• _TASK DATA_:
- - -
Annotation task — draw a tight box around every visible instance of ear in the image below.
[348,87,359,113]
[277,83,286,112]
- - -
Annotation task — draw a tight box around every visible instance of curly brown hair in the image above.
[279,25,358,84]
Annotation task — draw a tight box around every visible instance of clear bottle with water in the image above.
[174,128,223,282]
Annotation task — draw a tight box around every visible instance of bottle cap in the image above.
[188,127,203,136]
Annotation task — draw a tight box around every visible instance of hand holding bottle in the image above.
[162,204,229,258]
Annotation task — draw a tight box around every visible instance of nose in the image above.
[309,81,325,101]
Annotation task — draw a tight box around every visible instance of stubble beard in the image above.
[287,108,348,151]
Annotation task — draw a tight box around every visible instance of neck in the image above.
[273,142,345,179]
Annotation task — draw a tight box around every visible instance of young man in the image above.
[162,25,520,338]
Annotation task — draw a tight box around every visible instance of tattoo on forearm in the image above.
- - -
• _TASK TO CARRY OUT_: Take the line above containing "neck in the image above.", the line containing "forearm in the image above.", and all lines in between, and copy them exactly without anything else.

• _RESPONSE BOX_:
Annotation task — draw a tight box around every visible instance of neck in the image above.
[273,142,345,179]
Annotation task — draw a tight box around every visible instance of young man in the image above.
[162,25,520,338]
Annotation task — draw a tight box around every visible instance of tattoo on forearm in the image above.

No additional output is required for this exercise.